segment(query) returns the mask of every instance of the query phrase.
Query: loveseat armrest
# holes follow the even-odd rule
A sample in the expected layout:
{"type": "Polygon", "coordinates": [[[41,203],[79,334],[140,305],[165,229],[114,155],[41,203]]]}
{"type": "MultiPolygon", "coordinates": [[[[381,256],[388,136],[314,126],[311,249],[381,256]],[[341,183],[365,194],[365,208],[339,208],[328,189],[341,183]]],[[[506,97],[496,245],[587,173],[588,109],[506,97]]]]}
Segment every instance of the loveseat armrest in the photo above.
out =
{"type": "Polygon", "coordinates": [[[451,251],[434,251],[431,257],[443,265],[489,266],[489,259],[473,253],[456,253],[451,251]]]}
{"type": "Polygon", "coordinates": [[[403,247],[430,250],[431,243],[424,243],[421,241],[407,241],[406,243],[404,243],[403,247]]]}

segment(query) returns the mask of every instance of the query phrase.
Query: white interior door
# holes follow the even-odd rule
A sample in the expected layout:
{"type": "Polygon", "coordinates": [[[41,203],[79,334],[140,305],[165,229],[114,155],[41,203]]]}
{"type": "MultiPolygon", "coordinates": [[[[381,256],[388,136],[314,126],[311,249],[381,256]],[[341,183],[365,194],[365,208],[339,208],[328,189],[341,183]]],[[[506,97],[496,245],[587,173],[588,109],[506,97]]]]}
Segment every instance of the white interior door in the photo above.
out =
++++++++++++++++++++
# YOUR ASSIGNMENT:
The full set of records should be duplicated exactly.

# ANSWER AREA:
segment(query) returns the mask of every instance of the query phrase.
Query: loveseat armrest
# holes follow the even-odd rule
A sample in the expected layout:
{"type": "Polygon", "coordinates": [[[41,203],[79,334],[140,305],[165,229],[114,155],[41,203]]]}
{"type": "MultiPolygon", "coordinates": [[[[381,256],[388,136],[314,126],[311,249],[381,256]],[[341,183],[365,194],[365,208],[339,208],[328,189],[341,183]]],[[[506,97],[496,245],[587,173],[588,109],[506,97]]]]}
Segment every instance of the loveseat armrest in the photo above.
out =
{"type": "Polygon", "coordinates": [[[451,251],[434,251],[431,257],[443,265],[489,266],[489,259],[473,253],[456,253],[451,251]]]}
{"type": "Polygon", "coordinates": [[[403,247],[430,250],[431,243],[424,243],[421,241],[407,241],[406,243],[404,243],[403,247]]]}

segment(query) returns the mask of every instance of the query phrase.
Query: white interior door
# holes follow the even-odd rule
A sample in the expected layout:
{"type": "Polygon", "coordinates": [[[41,203],[79,334],[140,305],[165,229],[114,155],[41,203]]]}
{"type": "MultiPolygon", "coordinates": [[[[381,256],[388,136],[314,126],[311,249],[381,256]],[[341,183],[365,194],[365,208],[339,208],[328,189],[341,183]]],[[[506,97],[496,245],[587,173],[588,109],[506,97]]]]}
Segment every instance of the white interior door in the photo above.
out =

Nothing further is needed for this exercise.